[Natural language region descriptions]
*** Block opens ***
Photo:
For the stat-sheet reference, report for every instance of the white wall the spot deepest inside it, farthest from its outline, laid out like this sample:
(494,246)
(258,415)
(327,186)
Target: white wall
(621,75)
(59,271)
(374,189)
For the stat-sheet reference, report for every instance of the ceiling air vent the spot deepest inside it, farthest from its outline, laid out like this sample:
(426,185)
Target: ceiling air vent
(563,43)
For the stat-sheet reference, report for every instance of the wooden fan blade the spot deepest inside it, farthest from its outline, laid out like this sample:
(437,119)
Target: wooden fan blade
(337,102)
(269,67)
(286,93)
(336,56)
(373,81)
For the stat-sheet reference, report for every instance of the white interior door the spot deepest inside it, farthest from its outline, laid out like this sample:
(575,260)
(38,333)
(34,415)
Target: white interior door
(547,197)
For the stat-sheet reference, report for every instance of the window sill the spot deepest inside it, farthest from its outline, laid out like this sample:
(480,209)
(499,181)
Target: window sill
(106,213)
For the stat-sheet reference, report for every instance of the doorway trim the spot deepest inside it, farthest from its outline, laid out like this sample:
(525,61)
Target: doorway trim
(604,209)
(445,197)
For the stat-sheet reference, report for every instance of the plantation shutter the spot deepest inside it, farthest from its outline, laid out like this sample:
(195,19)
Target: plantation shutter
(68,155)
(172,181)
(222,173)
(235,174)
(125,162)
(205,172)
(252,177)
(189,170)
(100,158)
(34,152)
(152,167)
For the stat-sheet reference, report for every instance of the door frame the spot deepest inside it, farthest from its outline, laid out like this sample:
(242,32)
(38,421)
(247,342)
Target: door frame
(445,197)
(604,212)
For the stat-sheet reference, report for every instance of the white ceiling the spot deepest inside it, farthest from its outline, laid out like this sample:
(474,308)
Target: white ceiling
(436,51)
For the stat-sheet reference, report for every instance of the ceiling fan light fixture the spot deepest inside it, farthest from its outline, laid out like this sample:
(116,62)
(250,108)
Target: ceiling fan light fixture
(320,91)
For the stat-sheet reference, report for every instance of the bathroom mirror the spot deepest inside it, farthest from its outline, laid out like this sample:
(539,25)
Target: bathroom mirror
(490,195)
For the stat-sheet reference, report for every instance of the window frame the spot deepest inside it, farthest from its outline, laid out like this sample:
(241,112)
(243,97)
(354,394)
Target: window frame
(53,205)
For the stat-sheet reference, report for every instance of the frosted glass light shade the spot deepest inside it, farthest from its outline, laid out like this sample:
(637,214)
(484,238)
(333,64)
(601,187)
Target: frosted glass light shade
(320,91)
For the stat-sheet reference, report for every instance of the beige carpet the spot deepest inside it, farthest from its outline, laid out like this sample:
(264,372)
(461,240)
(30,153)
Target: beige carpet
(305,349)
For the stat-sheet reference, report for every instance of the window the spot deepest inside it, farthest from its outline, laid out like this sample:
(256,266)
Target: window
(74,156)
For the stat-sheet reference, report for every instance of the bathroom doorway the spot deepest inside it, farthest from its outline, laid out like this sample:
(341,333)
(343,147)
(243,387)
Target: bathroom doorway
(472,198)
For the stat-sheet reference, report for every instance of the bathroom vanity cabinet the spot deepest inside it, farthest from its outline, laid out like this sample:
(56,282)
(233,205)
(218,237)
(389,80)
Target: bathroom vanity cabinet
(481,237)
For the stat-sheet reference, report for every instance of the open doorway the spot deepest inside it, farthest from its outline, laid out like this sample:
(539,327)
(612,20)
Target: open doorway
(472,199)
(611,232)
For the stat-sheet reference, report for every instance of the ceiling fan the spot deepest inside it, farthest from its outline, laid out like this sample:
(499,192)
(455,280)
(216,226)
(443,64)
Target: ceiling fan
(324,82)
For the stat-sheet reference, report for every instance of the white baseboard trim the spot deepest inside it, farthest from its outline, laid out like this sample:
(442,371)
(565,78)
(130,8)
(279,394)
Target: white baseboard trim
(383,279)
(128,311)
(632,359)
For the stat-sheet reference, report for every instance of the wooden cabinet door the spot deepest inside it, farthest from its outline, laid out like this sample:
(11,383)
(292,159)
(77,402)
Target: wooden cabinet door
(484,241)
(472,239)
*** Block closes ***
Print every record above. Keep each one exactly as it is.

→ PROBLEM SOLUTION
Photo:
For the stat-sheet reference, report for every instance of the white wall the spot deepest inside it, farthest from its outline, laid out like this sample:
(494,246)
(258,415)
(327,186)
Target: white wall
(621,75)
(59,271)
(374,189)
For the stat-sheet reference, report for every instance of the ceiling air vent the spot deepest inside it, farthest from its outline, laid out like this sample:
(426,185)
Target: ceiling air vent
(563,43)
For the stat-sheet reference, report for every instance of the wooden fan blade the spot deepest inside it, farthest from its outline, laid out like this sample:
(437,119)
Target: wooden fan blade
(337,102)
(269,67)
(286,93)
(336,56)
(373,81)
For the stat-sheet reference, report for every instance of the white interior door the spot deepest inside it, farthest from its outline, laid out like this sample:
(575,260)
(38,333)
(34,415)
Target: white interior door
(547,197)
For the stat-sheet reference, report for every instance of the window sill the spot deepest inside it, farthest from its outline, laid out like this sample:
(480,209)
(499,181)
Target: window sill
(106,213)
For the stat-sheet reference, report for every instance of the doorway trim the spot deepest inside it, farthest from its outline, laid out like this sample:
(525,61)
Target: doorway trim
(604,209)
(445,197)
For the stat-sheet reference, report for every instance of the plantation shutter the spot deepest inside it, farthest from its outline, laid out like this sample:
(195,19)
Target: plantation shutter
(68,155)
(172,181)
(222,173)
(235,174)
(125,162)
(205,172)
(252,177)
(189,170)
(100,158)
(34,152)
(152,167)
For the stat-sheet reference, report for every instance of the door frame the spot deepest inside it, farthest from its outline, laid out like this sample:
(242,32)
(38,421)
(247,342)
Target: door frame
(445,197)
(604,212)
For the stat-sheet reference, report for every instance of the white ceiling the spot deepest inside it, farthest from its outline, laid out like this sample:
(474,308)
Target: white ceiling
(436,51)
For the stat-sheet reference, report for every instance of the ceiling fan light fixture the spot deepest inside it, farthest from its outline, laid out like this sample:
(116,62)
(250,108)
Target: ceiling fan light fixture
(320,91)
For the stat-sheet reference, report for every instance of the bathroom mirror the spot deepest inside it, farthest from its outline, laid out like this sample:
(539,25)
Target: bathroom mirror
(490,195)
For the stat-sheet reference, report for every instance of the window frame the spot deepest inside it, farthest from its outline, laid out like this sample:
(241,112)
(243,97)
(354,394)
Target: window frame
(53,205)
For the stat-sheet reference, report for every instance of the frosted glass light shade the spot deepest inside it, farthest from its outline, laid out like this sample:
(637,214)
(484,238)
(333,64)
(601,187)
Target: frosted glass light shade
(320,91)
For the stat-sheet reference, report for every instance of the beige carpet the spot deepest inside it, farthest from its outline, laid out like this sample:
(264,372)
(461,240)
(30,153)
Target: beige carpet
(305,349)
For the stat-sheet reference, report for every instance of the window the spot deepest inside it, farthest from its outline, laid out like this sample:
(256,266)
Target: window
(74,156)
For the stat-sheet reference, report for every instance of the bathroom doorway the spot deepest inside it, farthest from its outline, laid out like this sample:
(341,333)
(343,147)
(243,387)
Target: bathroom doorway
(472,198)
For the stat-sheet reference, report for every instance of the bathroom vanity cabinet the spot deepest inside it, farthest from its outline, laid out like this sample:
(56,282)
(233,205)
(218,237)
(389,80)
Target: bathroom vanity cabinet
(481,237)
For the stat-sheet reference, report for every instance of the open doorway the spot deepest inside it, farthest from its outline, laid out like this sample:
(539,327)
(612,20)
Target: open doorway
(472,199)
(611,232)
For the stat-sheet reference, report for every instance of the ceiling fan the spot deepest inside it, farthest from its outline, laid out like this sample:
(499,192)
(455,280)
(216,226)
(443,64)
Target: ceiling fan
(324,82)
For the stat-sheet reference, report for every instance of the white baseboard trim the spot deepest inside it, farthest from its outline, laid out like this sample:
(442,371)
(565,78)
(130,8)
(279,394)
Target: white baseboard trim
(383,279)
(128,311)
(632,359)
For the stat-sheet reference, report for every instance of the wooden cabinet door the spot deepest inside it, farthest from its outline, laid out like this sample:
(11,383)
(292,159)
(77,402)
Target: wooden cabinet door
(484,241)
(472,239)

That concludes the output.